### Given exercise
Collect every line in the listing below that contains the string "meadow", treating uppercase and lowercase as different.

### Supplied records
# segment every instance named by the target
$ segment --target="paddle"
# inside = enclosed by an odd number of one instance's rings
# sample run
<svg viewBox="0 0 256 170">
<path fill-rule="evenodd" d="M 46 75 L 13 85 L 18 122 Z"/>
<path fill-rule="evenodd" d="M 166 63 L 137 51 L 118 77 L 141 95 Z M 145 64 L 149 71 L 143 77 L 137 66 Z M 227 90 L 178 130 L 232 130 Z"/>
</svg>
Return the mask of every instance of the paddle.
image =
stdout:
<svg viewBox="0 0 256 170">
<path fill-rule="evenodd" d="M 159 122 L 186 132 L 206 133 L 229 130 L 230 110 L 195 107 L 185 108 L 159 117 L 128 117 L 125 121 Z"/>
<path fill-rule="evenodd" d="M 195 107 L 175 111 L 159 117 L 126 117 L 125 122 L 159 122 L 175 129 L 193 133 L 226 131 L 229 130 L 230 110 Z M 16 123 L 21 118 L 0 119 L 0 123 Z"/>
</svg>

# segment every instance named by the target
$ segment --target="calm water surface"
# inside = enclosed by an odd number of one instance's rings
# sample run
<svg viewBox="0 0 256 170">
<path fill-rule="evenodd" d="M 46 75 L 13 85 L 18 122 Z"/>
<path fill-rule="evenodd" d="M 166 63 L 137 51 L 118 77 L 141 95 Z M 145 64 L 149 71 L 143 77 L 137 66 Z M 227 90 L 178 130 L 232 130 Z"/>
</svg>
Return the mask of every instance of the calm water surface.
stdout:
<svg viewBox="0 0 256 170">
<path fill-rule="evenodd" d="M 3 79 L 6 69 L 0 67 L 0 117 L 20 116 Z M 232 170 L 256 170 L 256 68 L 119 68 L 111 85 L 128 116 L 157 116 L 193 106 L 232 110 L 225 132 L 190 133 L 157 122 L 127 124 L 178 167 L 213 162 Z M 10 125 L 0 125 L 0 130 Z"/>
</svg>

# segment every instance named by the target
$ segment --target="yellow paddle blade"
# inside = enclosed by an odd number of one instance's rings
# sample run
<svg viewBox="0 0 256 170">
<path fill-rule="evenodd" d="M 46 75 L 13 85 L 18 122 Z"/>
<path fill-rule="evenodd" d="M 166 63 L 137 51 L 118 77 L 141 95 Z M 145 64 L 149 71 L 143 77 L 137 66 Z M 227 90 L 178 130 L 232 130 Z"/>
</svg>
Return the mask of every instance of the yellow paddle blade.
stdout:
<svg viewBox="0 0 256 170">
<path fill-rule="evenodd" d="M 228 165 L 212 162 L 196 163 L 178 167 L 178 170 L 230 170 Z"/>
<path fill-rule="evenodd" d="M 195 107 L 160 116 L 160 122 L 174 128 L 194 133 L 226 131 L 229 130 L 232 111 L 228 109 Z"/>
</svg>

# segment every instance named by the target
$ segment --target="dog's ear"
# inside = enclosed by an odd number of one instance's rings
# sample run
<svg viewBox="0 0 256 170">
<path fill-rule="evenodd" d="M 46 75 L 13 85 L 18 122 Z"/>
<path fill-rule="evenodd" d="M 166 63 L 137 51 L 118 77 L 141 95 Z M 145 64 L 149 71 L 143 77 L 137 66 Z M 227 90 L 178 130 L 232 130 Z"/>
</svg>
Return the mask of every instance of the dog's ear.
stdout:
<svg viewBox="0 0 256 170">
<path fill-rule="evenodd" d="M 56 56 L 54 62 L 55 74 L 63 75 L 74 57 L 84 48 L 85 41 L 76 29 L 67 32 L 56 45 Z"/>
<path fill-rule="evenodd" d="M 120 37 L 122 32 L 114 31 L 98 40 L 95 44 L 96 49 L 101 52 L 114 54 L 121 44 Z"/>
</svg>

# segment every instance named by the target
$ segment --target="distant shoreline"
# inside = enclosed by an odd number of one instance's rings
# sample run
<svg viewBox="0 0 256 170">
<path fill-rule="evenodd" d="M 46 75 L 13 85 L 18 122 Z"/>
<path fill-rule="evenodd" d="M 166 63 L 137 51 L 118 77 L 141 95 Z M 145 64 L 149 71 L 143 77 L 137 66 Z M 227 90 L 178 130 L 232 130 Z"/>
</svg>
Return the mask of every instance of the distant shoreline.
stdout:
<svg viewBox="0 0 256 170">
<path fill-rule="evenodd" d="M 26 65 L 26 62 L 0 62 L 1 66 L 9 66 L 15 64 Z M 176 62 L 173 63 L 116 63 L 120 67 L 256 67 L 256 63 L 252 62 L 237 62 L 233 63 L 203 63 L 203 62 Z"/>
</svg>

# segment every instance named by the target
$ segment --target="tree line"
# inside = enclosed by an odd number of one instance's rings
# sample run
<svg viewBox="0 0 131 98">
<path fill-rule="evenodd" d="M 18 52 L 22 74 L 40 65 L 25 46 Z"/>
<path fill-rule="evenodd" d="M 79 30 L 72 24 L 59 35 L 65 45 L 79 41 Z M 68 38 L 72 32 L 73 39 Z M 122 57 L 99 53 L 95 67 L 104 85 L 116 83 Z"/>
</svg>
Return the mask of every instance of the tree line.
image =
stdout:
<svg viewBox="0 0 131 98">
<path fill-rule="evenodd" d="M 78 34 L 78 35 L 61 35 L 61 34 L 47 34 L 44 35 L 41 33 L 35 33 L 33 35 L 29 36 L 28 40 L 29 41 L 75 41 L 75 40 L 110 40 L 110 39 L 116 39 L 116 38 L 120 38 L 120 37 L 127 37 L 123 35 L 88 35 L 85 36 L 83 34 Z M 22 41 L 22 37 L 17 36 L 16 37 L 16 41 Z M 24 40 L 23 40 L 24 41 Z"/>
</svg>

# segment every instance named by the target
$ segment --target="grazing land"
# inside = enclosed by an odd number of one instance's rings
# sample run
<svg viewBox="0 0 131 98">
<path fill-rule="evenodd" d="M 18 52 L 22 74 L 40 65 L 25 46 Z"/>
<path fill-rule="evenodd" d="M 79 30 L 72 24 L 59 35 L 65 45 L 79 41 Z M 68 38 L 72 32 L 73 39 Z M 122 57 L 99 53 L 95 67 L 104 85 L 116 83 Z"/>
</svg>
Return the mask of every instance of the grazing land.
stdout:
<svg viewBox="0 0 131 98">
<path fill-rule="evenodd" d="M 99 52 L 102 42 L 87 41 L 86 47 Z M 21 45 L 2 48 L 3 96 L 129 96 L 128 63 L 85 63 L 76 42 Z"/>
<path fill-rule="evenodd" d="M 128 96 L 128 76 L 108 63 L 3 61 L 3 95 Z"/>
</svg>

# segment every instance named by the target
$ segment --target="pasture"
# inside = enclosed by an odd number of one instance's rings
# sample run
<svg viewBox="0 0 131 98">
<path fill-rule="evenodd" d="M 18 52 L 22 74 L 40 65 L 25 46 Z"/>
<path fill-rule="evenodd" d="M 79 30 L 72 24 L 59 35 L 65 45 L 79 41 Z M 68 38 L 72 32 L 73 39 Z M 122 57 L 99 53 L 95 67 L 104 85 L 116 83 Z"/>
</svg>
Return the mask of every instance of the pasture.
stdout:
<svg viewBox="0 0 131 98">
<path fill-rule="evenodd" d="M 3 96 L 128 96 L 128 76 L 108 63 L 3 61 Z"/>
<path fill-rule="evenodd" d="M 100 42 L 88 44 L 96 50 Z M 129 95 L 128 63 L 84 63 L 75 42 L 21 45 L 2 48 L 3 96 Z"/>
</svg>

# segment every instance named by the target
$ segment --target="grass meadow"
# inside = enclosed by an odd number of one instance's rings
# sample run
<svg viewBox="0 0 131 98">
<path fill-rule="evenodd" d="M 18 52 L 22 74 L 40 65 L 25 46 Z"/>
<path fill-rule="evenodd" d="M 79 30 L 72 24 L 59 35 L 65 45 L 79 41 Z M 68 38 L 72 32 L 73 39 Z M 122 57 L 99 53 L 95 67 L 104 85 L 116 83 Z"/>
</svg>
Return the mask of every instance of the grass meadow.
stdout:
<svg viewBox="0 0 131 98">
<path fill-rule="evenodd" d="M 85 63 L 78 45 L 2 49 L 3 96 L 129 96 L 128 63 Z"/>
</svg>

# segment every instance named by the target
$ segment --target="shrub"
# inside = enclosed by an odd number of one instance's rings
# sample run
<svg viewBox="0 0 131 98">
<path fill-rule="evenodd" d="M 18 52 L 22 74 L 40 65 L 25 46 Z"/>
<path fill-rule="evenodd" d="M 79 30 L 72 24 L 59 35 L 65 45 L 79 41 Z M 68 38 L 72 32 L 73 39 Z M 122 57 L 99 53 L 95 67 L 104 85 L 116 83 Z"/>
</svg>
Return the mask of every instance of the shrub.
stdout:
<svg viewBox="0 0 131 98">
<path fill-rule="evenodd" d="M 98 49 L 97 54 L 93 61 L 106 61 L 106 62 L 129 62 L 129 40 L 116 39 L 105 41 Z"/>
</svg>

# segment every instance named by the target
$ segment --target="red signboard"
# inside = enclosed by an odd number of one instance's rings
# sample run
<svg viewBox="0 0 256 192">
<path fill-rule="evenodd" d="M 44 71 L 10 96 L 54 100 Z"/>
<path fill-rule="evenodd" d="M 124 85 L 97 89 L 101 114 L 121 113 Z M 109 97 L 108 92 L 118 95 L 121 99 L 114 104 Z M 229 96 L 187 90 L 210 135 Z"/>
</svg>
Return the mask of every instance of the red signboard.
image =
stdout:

### Solution to this problem
$ segment --target="grass meadow"
Return the mask of every instance of the grass meadow.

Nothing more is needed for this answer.